Translate the following sentence from the technical blog post on Wikipedia Miner into French: "The toolkit can be used using a Java API or webservices."

* _Text segment_
## START

Technical Blog

Create new Wikipedia Miner’s webservices

Wikipedia Miner is a great toolkit to perform different operations on Wikipedia, including search (retrieval of articles) and algorithms implementation (suggestion of pages, categorization). It can help a lot in problems of natural language processing and web mining. It provides a clear API for manipulating the data with good performances.

The toolkit can be used using a Java API or webservices. The second one has several advantages including:

  • Lose-coupled interface to access data & algorithms
  • The server centralizes the DB and its access, so only the server requires a good hardware configuration.
  • Easy access to the service from different programming languages / software from different computers with no effort

Wikipedia Miner comes with ten useful services (listed here), but creating new services is very useful to add new functionalities.

## END

(Location identification entries)
## START

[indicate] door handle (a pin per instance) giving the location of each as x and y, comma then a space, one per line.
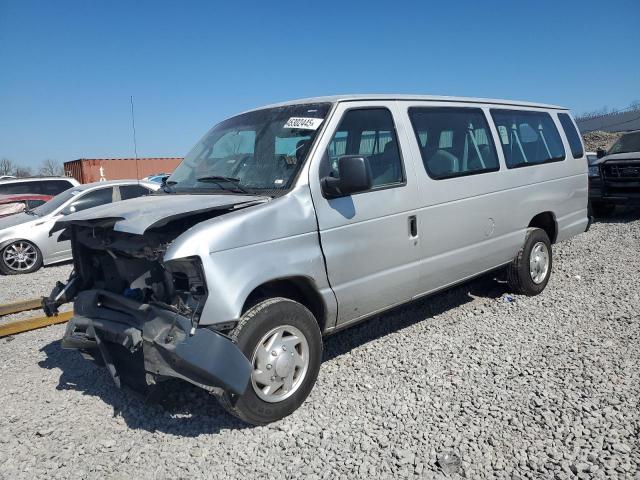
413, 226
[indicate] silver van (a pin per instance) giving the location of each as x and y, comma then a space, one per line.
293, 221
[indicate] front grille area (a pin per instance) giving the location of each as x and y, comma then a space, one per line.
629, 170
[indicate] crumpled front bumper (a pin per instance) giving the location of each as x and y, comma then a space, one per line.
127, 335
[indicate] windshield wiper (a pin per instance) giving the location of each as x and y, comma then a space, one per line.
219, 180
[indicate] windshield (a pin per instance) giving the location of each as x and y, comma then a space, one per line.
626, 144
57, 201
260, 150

## END
## START

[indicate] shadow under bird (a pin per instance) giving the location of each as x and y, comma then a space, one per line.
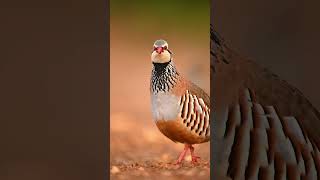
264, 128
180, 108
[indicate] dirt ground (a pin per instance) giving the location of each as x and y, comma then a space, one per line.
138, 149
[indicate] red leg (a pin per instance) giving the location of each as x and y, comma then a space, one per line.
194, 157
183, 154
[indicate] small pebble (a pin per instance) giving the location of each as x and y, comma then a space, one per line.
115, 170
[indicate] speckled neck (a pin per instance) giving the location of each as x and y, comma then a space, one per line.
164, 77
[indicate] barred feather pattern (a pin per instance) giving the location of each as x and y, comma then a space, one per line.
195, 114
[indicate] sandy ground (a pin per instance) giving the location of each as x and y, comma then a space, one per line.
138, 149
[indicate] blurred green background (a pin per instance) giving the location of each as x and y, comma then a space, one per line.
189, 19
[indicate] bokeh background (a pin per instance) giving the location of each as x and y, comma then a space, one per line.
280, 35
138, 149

## END

* _Solution to this exercise_
La boîte à outils peut être utilisée au moyen d'une API Java ou de services web.